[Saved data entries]

——————

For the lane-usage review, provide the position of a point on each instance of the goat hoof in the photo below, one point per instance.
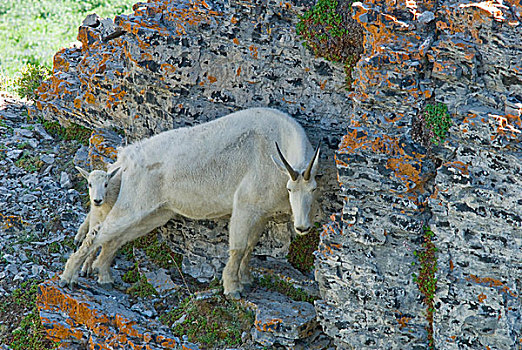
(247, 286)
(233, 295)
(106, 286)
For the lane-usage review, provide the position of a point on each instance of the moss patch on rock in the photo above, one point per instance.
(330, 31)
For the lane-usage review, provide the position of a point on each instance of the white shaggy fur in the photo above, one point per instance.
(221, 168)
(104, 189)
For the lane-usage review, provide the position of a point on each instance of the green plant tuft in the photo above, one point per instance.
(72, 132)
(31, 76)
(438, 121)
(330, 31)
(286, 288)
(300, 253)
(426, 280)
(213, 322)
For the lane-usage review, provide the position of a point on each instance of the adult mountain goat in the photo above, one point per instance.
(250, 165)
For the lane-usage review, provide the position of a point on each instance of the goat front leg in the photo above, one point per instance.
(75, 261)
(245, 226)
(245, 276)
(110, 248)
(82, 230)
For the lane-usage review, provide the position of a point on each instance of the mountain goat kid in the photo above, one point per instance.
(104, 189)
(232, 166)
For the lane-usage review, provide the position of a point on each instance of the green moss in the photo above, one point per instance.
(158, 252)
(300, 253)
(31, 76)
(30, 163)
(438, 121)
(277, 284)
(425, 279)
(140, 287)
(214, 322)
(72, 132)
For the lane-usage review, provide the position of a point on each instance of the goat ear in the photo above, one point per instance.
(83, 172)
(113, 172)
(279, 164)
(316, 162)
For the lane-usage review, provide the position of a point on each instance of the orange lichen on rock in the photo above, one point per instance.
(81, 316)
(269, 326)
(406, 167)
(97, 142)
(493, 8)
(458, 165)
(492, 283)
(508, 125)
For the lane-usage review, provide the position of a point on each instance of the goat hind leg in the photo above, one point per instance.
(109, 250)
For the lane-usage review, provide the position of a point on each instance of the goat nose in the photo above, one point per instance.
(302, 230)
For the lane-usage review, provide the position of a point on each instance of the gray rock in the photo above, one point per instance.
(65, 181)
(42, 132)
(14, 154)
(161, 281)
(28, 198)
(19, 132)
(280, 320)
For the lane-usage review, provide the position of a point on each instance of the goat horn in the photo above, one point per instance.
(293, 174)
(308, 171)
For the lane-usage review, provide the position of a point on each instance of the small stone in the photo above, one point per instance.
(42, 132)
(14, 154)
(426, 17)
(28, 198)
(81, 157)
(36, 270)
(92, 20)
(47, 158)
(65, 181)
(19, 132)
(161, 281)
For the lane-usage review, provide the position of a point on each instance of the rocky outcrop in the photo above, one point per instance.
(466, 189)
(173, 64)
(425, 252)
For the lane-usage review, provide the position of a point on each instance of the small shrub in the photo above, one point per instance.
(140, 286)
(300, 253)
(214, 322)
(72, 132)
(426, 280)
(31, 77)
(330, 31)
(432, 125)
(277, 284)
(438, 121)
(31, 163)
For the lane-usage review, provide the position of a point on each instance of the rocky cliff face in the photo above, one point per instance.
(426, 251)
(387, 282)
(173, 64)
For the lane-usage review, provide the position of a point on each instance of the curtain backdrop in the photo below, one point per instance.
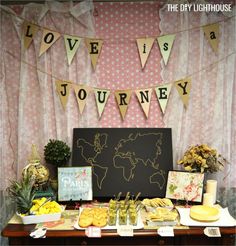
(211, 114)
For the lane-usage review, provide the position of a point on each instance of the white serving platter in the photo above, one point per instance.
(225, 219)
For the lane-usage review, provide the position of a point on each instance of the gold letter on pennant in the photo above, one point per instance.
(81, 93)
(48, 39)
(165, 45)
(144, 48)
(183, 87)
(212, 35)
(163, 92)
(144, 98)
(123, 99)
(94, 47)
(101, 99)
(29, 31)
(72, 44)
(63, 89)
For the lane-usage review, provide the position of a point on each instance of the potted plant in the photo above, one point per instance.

——————

* **What the task asks**: From the line containing "the small shrub" through the last line of the records above, reproduce every line exactly, leaving out the pictures.

* **Response area**:
For the lane-usage review, provide the position of a point on each instance of the small shrub in the photo above, one point per instance.
(140, 286)
(300, 253)
(214, 322)
(72, 132)
(426, 280)
(31, 77)
(330, 31)
(432, 125)
(277, 284)
(438, 121)
(31, 163)
For the lane-usage review, provide the position of a point on each instance of the rocky cliff face in the photo above, one point per instance.
(426, 251)
(387, 282)
(173, 64)
For the lane-usage review, provide the position of a point on each instance of the curtain backdrop in the photo below, one point per instance.
(211, 114)
For the lane-usage review, provide the position of a point on each instance of the white serving platter in the photo above, one point per instance.
(225, 219)
For the lane-usage review, provide the position of a point on each instance of the gold letter on pennant in the photo above, one point per instance.
(81, 93)
(48, 39)
(165, 45)
(144, 48)
(183, 87)
(212, 35)
(163, 92)
(144, 98)
(123, 99)
(94, 47)
(101, 99)
(29, 31)
(72, 44)
(63, 89)
For the lane-usage review, provide the position of a point on each instance of the potted plant in the photo above, one point per instance.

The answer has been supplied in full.